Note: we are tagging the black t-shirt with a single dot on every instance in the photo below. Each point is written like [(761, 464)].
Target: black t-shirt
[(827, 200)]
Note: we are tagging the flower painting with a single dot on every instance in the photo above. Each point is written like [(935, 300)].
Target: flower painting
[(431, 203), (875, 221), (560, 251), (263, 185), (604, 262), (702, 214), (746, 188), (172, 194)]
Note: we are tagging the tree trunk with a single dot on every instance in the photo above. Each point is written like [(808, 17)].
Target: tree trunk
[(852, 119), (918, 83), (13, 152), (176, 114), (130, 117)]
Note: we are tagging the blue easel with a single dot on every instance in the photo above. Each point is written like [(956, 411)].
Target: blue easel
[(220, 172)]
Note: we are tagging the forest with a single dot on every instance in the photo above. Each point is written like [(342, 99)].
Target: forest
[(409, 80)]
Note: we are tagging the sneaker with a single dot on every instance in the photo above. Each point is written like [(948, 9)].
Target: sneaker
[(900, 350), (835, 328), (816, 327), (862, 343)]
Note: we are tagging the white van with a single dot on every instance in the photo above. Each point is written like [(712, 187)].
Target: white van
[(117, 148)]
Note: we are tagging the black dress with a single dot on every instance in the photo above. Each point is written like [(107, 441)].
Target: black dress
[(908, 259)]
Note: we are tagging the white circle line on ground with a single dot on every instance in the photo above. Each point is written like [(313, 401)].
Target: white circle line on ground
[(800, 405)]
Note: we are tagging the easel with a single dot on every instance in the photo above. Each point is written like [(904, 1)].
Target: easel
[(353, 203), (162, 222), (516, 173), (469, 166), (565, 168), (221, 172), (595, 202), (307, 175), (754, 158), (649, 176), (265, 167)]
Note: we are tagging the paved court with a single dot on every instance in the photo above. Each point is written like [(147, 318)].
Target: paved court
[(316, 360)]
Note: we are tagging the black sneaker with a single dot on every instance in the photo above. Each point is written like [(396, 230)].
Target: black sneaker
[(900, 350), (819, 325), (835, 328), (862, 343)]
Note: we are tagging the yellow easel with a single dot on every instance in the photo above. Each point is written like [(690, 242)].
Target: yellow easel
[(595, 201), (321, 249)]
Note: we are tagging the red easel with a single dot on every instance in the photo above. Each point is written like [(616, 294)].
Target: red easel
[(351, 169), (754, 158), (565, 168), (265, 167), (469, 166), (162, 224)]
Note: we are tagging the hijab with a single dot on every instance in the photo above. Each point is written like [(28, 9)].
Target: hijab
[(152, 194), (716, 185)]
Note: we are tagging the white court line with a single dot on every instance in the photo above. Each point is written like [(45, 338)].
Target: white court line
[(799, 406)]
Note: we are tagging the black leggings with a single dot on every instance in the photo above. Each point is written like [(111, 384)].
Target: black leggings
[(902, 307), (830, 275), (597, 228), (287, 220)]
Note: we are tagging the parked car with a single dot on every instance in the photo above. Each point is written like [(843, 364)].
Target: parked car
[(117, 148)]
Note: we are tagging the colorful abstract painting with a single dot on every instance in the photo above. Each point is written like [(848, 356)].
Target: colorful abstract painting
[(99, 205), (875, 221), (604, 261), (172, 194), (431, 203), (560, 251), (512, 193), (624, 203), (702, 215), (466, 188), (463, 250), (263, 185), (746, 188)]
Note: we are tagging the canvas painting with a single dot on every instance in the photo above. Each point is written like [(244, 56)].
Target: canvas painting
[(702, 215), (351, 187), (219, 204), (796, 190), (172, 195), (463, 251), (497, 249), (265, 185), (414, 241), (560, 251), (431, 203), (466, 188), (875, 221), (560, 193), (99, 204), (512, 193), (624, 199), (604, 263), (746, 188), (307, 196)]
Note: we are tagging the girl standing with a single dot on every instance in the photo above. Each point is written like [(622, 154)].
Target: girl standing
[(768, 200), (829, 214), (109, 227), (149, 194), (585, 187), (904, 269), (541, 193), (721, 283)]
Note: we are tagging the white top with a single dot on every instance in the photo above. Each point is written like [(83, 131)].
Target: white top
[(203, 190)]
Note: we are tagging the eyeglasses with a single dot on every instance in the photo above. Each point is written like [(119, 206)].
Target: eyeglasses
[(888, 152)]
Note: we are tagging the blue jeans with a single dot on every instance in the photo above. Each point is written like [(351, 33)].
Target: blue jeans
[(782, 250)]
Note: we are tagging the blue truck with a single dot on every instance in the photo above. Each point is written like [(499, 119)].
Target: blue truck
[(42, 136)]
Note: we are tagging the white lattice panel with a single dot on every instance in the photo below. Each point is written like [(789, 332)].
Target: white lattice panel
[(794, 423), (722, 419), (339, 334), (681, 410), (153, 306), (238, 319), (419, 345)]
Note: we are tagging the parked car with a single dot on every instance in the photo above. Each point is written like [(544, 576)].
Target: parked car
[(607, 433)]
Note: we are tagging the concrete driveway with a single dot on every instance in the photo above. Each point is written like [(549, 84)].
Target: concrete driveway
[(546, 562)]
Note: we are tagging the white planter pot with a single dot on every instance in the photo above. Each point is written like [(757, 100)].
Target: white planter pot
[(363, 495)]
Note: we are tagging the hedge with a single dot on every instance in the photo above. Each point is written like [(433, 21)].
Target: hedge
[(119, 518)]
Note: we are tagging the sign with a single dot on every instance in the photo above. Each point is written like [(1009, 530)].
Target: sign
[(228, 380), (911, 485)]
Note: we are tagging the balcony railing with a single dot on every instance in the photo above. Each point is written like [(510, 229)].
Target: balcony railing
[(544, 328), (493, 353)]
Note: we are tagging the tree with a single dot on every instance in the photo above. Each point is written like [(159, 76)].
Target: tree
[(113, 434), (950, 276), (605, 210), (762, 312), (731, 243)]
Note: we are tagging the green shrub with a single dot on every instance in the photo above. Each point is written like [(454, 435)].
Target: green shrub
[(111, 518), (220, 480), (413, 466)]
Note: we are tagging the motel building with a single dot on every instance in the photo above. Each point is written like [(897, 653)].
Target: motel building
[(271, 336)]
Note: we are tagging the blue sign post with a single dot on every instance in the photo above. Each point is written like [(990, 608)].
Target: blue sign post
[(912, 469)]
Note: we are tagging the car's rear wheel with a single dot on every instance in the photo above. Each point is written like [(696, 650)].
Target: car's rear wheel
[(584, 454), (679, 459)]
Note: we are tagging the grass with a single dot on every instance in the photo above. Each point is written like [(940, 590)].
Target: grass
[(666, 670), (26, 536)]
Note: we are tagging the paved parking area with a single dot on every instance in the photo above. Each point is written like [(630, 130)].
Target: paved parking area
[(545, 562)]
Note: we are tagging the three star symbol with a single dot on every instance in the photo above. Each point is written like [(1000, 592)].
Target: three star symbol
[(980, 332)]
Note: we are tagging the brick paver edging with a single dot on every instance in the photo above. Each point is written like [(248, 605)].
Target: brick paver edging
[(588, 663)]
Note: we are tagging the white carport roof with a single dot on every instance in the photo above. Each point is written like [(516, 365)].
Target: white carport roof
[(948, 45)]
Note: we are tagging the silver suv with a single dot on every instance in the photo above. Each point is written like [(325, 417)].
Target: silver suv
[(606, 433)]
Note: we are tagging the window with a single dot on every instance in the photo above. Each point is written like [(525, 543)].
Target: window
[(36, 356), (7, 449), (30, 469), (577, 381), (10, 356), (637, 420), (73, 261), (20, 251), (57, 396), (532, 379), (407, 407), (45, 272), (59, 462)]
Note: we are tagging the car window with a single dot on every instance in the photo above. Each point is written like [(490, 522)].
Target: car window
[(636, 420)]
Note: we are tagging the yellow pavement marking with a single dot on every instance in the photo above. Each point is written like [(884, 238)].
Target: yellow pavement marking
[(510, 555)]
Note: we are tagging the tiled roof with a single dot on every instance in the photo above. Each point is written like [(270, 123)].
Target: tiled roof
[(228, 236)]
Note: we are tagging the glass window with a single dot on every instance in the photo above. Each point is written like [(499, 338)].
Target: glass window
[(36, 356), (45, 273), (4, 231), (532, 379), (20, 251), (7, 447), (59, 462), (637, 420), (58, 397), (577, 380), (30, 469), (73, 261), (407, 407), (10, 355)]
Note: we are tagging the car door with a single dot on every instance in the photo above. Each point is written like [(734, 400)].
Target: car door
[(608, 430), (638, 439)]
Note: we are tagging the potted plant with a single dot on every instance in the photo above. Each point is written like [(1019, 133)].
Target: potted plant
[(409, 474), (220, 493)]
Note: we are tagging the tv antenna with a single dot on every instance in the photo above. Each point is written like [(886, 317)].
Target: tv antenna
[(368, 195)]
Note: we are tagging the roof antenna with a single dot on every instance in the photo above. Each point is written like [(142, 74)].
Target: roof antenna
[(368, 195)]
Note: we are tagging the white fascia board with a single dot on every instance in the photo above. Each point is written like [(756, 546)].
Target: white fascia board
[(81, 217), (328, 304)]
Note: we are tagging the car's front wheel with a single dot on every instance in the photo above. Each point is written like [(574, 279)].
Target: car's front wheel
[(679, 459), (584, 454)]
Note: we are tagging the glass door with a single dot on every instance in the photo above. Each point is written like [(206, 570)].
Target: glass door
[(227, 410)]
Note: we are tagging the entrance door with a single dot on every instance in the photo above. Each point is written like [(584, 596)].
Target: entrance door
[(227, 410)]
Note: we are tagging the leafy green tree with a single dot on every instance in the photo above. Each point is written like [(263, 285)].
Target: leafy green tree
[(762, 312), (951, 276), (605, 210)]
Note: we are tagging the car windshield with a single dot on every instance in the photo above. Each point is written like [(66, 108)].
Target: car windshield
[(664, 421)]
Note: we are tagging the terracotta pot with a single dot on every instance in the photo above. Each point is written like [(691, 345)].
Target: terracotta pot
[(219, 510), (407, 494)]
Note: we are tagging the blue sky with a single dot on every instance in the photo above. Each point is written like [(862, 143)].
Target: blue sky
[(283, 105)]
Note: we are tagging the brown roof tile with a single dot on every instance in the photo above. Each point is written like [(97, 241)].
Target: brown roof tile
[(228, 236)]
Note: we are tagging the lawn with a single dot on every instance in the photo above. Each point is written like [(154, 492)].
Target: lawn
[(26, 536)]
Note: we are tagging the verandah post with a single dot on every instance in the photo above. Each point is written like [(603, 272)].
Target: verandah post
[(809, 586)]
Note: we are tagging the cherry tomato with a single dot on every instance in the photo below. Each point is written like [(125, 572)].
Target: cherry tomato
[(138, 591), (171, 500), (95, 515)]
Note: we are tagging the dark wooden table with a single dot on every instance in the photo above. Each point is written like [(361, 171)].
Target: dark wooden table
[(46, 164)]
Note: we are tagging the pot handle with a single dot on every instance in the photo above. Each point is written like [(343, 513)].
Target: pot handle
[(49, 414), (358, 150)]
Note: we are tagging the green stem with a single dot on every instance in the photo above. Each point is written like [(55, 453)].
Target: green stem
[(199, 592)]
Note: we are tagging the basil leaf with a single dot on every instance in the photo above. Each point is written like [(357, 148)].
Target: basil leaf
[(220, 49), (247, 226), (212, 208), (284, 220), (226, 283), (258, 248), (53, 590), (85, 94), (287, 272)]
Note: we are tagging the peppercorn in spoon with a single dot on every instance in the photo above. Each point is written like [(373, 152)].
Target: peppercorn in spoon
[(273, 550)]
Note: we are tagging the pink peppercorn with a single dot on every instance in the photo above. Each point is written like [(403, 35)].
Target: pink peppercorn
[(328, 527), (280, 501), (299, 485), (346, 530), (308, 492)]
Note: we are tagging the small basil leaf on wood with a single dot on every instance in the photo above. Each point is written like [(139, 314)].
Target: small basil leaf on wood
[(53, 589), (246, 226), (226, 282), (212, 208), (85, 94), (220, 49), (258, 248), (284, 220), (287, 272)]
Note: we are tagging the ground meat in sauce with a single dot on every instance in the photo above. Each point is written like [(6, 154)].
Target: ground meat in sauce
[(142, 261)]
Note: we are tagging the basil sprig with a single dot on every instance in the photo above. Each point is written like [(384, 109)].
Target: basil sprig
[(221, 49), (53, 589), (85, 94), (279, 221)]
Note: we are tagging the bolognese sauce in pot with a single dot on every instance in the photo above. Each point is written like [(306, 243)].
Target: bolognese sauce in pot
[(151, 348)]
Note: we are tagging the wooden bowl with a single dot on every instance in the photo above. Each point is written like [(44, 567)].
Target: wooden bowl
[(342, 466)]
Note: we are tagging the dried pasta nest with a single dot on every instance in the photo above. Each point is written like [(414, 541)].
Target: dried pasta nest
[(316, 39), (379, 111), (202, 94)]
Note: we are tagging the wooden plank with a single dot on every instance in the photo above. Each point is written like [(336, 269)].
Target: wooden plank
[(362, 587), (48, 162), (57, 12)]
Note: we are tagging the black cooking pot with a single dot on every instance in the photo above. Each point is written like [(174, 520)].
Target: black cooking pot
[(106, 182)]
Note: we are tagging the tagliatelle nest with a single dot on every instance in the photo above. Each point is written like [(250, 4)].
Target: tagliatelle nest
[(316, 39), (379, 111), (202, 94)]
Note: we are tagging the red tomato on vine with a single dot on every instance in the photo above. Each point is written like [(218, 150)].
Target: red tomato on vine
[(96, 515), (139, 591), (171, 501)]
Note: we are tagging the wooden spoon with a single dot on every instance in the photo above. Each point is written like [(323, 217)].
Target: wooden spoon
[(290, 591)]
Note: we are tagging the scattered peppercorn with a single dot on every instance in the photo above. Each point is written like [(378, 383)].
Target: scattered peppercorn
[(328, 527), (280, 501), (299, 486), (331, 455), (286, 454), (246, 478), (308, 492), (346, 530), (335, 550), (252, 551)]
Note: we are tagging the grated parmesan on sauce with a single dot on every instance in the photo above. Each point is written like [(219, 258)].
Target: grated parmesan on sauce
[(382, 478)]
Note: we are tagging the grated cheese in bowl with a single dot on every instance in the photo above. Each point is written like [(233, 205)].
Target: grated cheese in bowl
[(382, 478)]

▶ **Goal**: Format the listing from the line with "Note: we are tagging the cherry" to the line with "94), (287, 272)]" as a JSON list of strings, one string per line, with both end lines included and blank lines omitted.

▶ **Exercise result**:
[
  "Note: we are tagging the cherry tomato with a single dot on every instance in the photo below. Each point is written like [(125, 572)].",
  "Target: cherry tomato",
  "[(138, 591), (171, 500), (95, 515)]",
  "Note: we are tagging the dark wooden table with a single dot on every instance in the photo above. Each point is written like [(361, 171)].",
  "Target: dark wooden table",
  "[(46, 164)]",
  "Note: we are tagging the pot handle with a single dot on every instance in the photo above. Each point is written like [(343, 513)].",
  "Target: pot handle",
  "[(49, 414), (358, 150)]",
  "Note: we are tagging the green stem with a single dot on every instance in the photo above. Each point is written like [(55, 453)].",
  "Target: green stem",
  "[(199, 592)]",
  "Note: we are tagging the basil leaf with a single dot on every instance in the photo above. Each point is written like [(357, 148)].",
  "Target: basil leaf",
  "[(220, 49), (247, 226), (212, 208), (284, 220), (226, 283), (258, 248), (53, 590), (85, 94), (287, 272)]"
]